● **Data provided**
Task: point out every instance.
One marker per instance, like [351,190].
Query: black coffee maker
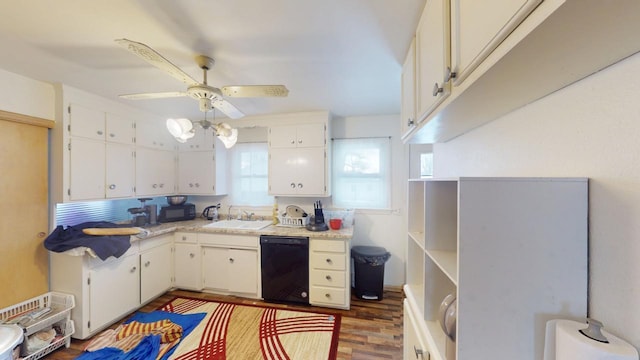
[316,223]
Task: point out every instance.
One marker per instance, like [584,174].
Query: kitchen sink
[240,224]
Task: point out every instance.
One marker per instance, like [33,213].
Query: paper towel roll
[570,344]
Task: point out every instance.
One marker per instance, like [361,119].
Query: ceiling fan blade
[227,108]
[154,58]
[255,91]
[142,96]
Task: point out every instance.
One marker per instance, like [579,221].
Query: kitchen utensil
[295,211]
[176,199]
[335,224]
[211,212]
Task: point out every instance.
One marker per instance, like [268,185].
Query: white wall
[590,129]
[22,95]
[381,227]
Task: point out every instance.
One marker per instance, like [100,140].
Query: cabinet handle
[448,75]
[437,89]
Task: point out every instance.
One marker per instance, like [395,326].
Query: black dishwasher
[285,268]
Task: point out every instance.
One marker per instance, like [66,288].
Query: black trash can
[369,271]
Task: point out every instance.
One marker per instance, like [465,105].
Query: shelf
[447,261]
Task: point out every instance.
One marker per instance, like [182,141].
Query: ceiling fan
[208,96]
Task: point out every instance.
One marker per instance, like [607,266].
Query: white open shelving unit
[513,250]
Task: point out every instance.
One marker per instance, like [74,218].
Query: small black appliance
[182,212]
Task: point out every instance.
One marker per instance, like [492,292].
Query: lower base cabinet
[105,291]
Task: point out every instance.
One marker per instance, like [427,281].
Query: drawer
[150,243]
[328,261]
[319,294]
[337,246]
[332,278]
[232,241]
[186,238]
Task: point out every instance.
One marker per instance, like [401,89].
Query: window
[248,179]
[361,173]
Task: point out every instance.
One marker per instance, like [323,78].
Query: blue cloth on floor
[187,321]
[148,348]
[61,239]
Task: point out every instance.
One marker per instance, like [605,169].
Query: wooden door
[24,219]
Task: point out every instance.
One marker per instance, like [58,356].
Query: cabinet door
[87,169]
[297,172]
[432,56]
[120,170]
[478,27]
[243,271]
[310,171]
[188,266]
[114,290]
[86,122]
[310,135]
[215,268]
[119,129]
[156,271]
[282,136]
[408,79]
[196,172]
[155,172]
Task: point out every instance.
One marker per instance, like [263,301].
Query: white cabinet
[113,292]
[101,155]
[155,172]
[408,88]
[156,267]
[478,27]
[230,264]
[512,249]
[187,262]
[202,172]
[432,57]
[105,291]
[298,161]
[329,273]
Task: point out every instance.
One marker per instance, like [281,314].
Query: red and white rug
[233,331]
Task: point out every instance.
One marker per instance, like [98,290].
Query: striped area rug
[234,331]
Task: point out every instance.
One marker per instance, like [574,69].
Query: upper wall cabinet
[507,54]
[408,106]
[433,68]
[478,27]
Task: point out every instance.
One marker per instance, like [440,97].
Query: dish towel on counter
[61,240]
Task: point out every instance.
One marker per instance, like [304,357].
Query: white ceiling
[344,56]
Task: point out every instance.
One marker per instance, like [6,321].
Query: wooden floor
[369,330]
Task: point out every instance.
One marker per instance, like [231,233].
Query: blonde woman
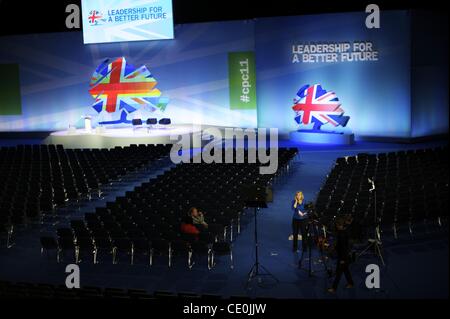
[299,220]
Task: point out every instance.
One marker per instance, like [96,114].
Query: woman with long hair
[299,220]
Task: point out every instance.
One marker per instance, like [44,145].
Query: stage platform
[112,137]
[318,137]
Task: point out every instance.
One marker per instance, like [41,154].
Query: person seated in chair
[198,219]
[194,223]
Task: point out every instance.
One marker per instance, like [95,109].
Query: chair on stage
[136,123]
[150,123]
[165,122]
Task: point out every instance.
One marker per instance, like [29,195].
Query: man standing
[343,256]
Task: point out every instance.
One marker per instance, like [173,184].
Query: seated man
[194,226]
[198,219]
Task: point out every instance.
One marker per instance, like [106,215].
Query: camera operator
[342,246]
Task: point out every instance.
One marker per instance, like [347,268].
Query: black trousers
[299,226]
[342,268]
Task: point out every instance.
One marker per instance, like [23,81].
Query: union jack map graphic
[96,18]
[313,104]
[119,87]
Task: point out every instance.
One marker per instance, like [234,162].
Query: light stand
[374,243]
[309,247]
[257,271]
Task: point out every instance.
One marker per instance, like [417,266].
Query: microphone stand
[374,243]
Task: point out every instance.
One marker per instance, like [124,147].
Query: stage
[112,137]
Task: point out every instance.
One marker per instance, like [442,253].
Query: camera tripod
[375,242]
[312,225]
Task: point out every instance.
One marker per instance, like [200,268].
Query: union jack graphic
[94,17]
[313,104]
[120,86]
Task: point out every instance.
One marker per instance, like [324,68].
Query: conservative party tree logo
[96,18]
[119,87]
[314,105]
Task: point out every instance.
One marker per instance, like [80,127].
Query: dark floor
[416,267]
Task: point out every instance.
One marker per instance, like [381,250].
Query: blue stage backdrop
[191,71]
[389,81]
[375,93]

● **Stated goal**
All entries must be written out again exactly as given, with no pictures in the copy.

● **Written response**
Task: point out every instance.
One marker per instance, like [351,190].
Query: black coffee maker
[316,223]
Task: point out every instance.
One marker per instance, like [584,174].
Query: kitchen sink
[240,224]
Task: point out every instance.
One marker per instance, like [33,213].
Query: paper towel roll
[570,344]
Task: point out every instance.
One marker per instance, like [361,119].
Query: ceiling fan blade
[227,108]
[154,58]
[255,91]
[142,96]
Task: point out every instance.
One marker per instance, like [579,221].
Query: kitchen utensil
[295,211]
[176,199]
[335,224]
[211,212]
Task: point out every instance.
One marker per instance, like [268,185].
Query: white wall
[590,129]
[22,95]
[381,227]
Task: point out every instance.
One marker per instance, like [100,140].
Query: cabinet handle
[448,75]
[437,89]
Task: point out every instance.
One marker per instance, like [395,326].
Query: black dishwasher
[285,268]
Task: point out every instance.
One marker per instance, like [66,288].
Query: black trash can
[369,271]
Task: point out every instance.
One marker per instance, like [465,105].
Query: shelf
[447,261]
Task: point out every instance.
One marker per instance, like [182,141].
Query: ceiling fan
[208,96]
Task: point out every instance.
One marker per instance, like [607,266].
Query: white open shelving unit
[513,250]
Task: point out every instance.
One marker per instance, like [74,218].
Query: small black appliance
[182,212]
Task: point out every instance.
One marker per instance, like [492,292].
Query: lower base cabinet
[105,291]
Task: point out every instance.
One marker per instance, like [427,281].
Query: drawer
[150,243]
[328,261]
[319,294]
[337,246]
[332,278]
[232,241]
[186,238]
Task: point out every instance.
One marker per instance, like [401,89].
Query: window
[248,179]
[361,173]
Task: point out every instance.
One marker per instance, like [323,78].
Query: blue cloth on floor
[187,321]
[148,348]
[61,239]
Task: point out every instance.
One marker per instance, like [605,169].
Query: wooden door
[24,219]
Task: point out every instance.
One marker per instance, like [58,356].
Query: cabinet door
[87,169]
[297,172]
[432,56]
[120,170]
[478,27]
[243,271]
[310,171]
[188,266]
[114,290]
[86,122]
[310,135]
[215,268]
[119,129]
[156,271]
[282,136]
[408,79]
[196,172]
[155,172]
Task: point out every instance.
One marker per instance, like [263,301].
Query: white cabinet
[113,292]
[101,155]
[155,172]
[408,88]
[156,267]
[478,27]
[230,264]
[512,249]
[187,262]
[202,172]
[432,57]
[105,291]
[298,161]
[329,273]
Task: point out every instance.
One marker per instance, like [281,314].
Query: red and white rug
[233,331]
Task: point out every instance.
One marker per instance, like [98,290].
Query: striped area rug
[234,331]
Task: point out every instance.
One marker per instance, like [574,69].
Query: upper wall cabinet
[507,54]
[408,106]
[433,68]
[478,27]
Task: point out every instance.
One marker per instance, like [440,97].
Query: dish towel on counter
[61,240]
Task: point out every instance.
One marker per instance, like [304,357].
Query: white ceiling
[344,56]
Task: point out every instance.
One marker per instance, like [6,321].
Query: wooden floor
[369,330]
Task: point out every instance.
One marker per instance, like [231,233].
Query: blonde woman
[299,220]
Task: point out every instance.
One marker per instance, like [96,114].
Query: woman with long hair
[299,220]
Task: point out every instance.
One marker per instance, like [44,145].
Query: stage platform
[112,137]
[318,137]
Task: point out every instance.
One marker per instance, like [41,154].
Query: person seated in chair
[198,219]
[194,223]
Task: point out every instance.
One marker per instance, like [95,109].
Query: chair on stage
[136,123]
[150,123]
[165,122]
Task: point out every instance.
One marker per instance, like [29,195].
Query: man standing
[343,256]
Task: point out every instance.
One marker per instance, like [173,184].
Query: seated man
[194,226]
[198,219]
Task: point out every instance.
One marker per instance, like [106,215].
Query: camera operator
[342,246]
Task: point out every instance.
One marker per instance, like [347,268].
Query: black trousers
[299,226]
[342,268]
Task: point out every instance.
One marker per instance, like [23,81].
Query: union jack map graphic
[96,18]
[313,104]
[119,87]
Task: point out every instance.
One marker per instance, like [234,162].
Query: light stand
[374,243]
[309,247]
[257,271]
Task: point out every instance.
One marker per instance, like [417,266].
Query: microphone stand
[374,243]
Task: point out every instance.
One marker per instance, like [124,147].
Query: stage
[112,137]
Task: point out every instance.
One marker per instance, like [442,253].
Query: camera tripod
[375,242]
[312,225]
Task: point out every instance.
One marker per instance, like [200,268].
Query: union jack graphic
[94,17]
[313,104]
[120,86]
Task: point out every instance.
One marker per instance, like [324,68].
Query: conservative party tree logo
[96,18]
[119,87]
[314,105]
Task: point out every instance.
One marker per instance, like [80,127].
Query: dark floor
[416,267]
Task: point out every instance.
One marker per instance, like [381,250].
Query: blue stage backdrop
[191,71]
[389,81]
[375,93]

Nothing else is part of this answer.